> _What needs to be done_
Starting at the first line of the entries below, output every line exactly, up to and including the line with "Segment each instance of the pine".

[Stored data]
==============================

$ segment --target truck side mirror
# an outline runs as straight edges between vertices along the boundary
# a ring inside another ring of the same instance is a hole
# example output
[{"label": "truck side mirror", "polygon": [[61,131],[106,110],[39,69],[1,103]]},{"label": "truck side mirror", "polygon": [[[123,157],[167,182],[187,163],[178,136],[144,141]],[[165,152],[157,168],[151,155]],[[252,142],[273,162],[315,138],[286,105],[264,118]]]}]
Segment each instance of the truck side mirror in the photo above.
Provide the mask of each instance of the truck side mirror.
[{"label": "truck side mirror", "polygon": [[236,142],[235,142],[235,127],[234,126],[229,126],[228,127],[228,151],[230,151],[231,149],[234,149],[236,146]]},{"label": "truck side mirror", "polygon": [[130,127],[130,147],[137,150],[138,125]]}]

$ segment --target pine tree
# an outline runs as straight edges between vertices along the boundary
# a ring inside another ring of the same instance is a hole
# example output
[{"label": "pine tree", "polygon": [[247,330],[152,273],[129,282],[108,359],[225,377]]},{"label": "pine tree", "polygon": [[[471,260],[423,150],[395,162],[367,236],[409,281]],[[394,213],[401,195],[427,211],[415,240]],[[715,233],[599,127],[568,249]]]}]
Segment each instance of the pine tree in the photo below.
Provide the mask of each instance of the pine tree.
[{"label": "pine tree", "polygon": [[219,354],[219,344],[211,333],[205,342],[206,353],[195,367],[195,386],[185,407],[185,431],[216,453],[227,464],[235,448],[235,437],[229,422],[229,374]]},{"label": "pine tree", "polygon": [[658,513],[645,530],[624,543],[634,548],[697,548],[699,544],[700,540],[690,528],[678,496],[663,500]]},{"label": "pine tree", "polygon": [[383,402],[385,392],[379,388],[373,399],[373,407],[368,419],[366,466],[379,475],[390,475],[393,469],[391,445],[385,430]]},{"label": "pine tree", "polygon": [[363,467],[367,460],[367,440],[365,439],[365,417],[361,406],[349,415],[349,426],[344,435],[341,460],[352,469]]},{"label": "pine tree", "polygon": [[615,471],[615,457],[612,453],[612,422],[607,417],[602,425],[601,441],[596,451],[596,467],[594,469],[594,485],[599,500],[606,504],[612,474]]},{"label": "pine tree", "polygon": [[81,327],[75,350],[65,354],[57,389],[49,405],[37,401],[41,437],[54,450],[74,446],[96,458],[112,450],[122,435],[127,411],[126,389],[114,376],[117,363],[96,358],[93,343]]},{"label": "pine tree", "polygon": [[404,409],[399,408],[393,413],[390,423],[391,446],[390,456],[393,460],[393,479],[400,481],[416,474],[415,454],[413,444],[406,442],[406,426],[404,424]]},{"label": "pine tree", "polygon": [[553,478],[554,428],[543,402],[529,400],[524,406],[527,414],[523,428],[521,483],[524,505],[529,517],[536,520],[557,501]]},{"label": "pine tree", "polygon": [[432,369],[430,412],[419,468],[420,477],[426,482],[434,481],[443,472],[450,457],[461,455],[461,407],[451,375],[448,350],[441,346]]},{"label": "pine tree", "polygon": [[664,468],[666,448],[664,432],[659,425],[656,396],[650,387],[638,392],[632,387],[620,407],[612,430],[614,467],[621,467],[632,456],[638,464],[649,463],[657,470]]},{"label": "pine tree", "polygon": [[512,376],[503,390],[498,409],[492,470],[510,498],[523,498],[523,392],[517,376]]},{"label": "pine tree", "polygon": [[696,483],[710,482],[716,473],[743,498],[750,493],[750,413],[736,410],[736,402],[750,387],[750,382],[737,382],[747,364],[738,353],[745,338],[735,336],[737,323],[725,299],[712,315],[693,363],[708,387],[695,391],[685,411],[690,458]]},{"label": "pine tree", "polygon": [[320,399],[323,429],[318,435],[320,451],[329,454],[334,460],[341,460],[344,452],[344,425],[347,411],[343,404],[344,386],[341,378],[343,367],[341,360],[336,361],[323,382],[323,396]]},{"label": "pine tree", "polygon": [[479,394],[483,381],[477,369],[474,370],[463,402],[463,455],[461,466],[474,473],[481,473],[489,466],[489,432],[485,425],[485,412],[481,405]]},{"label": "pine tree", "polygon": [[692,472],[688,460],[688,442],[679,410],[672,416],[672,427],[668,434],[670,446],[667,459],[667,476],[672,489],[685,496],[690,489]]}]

==============================

> _Completed exercise_
$ segment --target truck side mirror
# an outline runs as straight edges between vertices along the boundary
# a ring inside another ring of the same instance is a hole
# example output
[{"label": "truck side mirror", "polygon": [[61,131],[106,110],[39,69],[1,103]]},{"label": "truck side mirror", "polygon": [[[123,157],[167,182],[187,163],[178,136],[144,141]],[[165,152],[157,168],[151,155]],[[252,142],[273,162],[315,138],[286,105],[264,118]]]}]
Segment each instance of the truck side mirror in the photo above.
Provide the mask of each instance of the truck side mirror.
[{"label": "truck side mirror", "polygon": [[236,142],[235,142],[235,127],[234,126],[229,126],[228,127],[228,151],[230,151],[231,149],[234,149],[236,146]]},{"label": "truck side mirror", "polygon": [[130,127],[130,147],[137,150],[138,125]]}]

$ segment --target pine tree
# an outline runs as straight edges between vertices along the boundary
# a ring inside another ring of the same instance is a hole
# example output
[{"label": "pine tree", "polygon": [[247,330],[152,273],[129,282],[108,359],[225,377]]},{"label": "pine tree", "polygon": [[[471,260],[423,150],[395,162],[367,236],[409,281]],[[394,213],[401,195],[427,211],[415,240]],[[715,233],[599,127],[568,249]]]}]
Segment each instance of the pine tree in the photo below.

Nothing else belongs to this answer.